### Work request 1
In the news report, how long can the traditional tests take to conduct?
### Work request 2
Which blood components does the news report name?
### Work request 3
Write out the news report again starting at "However, as the" and ending at "well-being, Tsou said.", swapping out "patient" for "recipient".

### Reading passage
Blood transfusions during liver transplant operations can now be more guided and accurate, providing patients with improved quality of care and reducing unnecessary waste of medical resources, the Taipei Veterans General Hospital said at a press conference yesterday.
The hospital achieved its improved blood transfusion method using a thromboelastography analyzer (TEG), a device that was first used in liver transplant operations in the 1980s and recently upgraded with new software to increase speed and accuracy, hospital chief of anesthesiology Tsou Mei-yung (鄒美勇) said.
“During major surgeries, massive blood loss may complicate the operation, leading to traumatic or even fatal results. This is especially true in orthotopic liver transplants, where patients, because of their poor liver function, often suffer from coagulopathy [inefficient blood coagulation],” Tsou said.
Traditionally, surgeons and anesthesiologists rely on experience to determine how much blood to transfuse into a patient intraoperatively, Tsou said, adding that medical analyses — including activated coagulation time and platelet count — are also taken into consideration when making a decision.
However, as the tests take up to two hours to conduct, “a lot of times, by the time the test results turn out, the data is already outdated, or the best time for the patient to receive the transfusion has passed,” he said.
In addition, modern research has shown that when a patient needs a blood transfusion, he or she may only need certain components of blood — such as red cells, white cells, platelets and plasma — rather than “the whole blood,” Tsou said.
As the traditional method is not accurate enough, anesthesiogists may administer insufficient or excess blood transfusions, which may in turn have a negative impact on a patient’s well-being, Tsou said.
Based on clinical operations done in the past three years, the hospital has obtained preliminary results to show that TEG-guided blood transfusion may not only aid surgeons and anesthesiologists perform more successful operations, but also save up to 50 percent of medical resources, including the amount of blood and medication used, Tsou said.

### Record excerpts
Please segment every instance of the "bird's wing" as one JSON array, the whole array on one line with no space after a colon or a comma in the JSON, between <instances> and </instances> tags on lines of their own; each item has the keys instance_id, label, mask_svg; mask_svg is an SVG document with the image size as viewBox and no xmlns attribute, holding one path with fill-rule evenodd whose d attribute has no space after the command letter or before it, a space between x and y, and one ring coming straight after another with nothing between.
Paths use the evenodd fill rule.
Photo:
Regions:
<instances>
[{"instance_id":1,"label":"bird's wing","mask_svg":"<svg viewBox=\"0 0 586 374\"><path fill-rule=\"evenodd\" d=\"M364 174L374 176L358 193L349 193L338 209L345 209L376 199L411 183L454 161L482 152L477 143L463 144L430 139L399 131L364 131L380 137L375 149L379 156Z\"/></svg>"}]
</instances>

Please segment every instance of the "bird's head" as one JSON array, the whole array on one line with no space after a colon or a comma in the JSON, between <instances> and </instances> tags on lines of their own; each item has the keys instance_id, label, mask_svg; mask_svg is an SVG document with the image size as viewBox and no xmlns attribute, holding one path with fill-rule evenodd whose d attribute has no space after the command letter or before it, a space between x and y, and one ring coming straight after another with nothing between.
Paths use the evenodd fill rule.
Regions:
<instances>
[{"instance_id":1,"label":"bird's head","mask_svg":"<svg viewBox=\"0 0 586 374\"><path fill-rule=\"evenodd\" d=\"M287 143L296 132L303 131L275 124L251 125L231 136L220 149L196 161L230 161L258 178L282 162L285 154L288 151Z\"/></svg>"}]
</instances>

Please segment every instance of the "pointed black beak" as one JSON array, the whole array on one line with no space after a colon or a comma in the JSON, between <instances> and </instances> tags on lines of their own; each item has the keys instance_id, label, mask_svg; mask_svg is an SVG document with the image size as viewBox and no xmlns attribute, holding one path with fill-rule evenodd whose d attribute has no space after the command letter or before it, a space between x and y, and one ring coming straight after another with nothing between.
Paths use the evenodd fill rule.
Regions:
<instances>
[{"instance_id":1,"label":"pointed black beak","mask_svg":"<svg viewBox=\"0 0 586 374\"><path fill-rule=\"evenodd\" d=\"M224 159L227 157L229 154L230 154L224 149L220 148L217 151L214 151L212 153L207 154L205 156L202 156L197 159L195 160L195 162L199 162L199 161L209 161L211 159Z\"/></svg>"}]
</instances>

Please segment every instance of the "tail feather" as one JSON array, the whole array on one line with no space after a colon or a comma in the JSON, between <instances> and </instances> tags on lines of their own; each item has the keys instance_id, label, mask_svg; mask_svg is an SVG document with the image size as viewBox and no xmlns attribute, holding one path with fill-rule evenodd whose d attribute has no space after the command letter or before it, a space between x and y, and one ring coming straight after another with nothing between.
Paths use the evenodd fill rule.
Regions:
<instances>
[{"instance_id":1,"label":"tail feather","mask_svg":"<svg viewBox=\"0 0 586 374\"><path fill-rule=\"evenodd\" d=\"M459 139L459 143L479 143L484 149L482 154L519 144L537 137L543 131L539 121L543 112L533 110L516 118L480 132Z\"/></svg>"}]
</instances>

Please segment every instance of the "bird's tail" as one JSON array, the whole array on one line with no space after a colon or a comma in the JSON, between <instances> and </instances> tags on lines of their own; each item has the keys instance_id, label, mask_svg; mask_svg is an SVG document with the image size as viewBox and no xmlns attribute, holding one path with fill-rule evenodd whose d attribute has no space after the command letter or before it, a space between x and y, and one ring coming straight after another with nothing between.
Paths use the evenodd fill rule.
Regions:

### Your response 1
Up to two hours.

### Your response 2
Red cells, white cells, platelets and plasma.

### Your response 3
However, as the tests take up to two hours to conduct, “a lot of times, by the time the test results turn out, the data is already outdated, or the best time for the recipient to receive the transfusion has passed,” he said.
In addition, modern research has shown that when a recipient needs a blood transfusion, he or she may only need certain components of blood — such as red cells, white cells, platelets and plasma — rather than “the whole blood,” Tsou said.
As the traditional method is not accurate enough, anesthesiogists may administer insufficient or excess blood transfusions, which may in turn have a negative impact on a recipient’s well-being, Tsou said.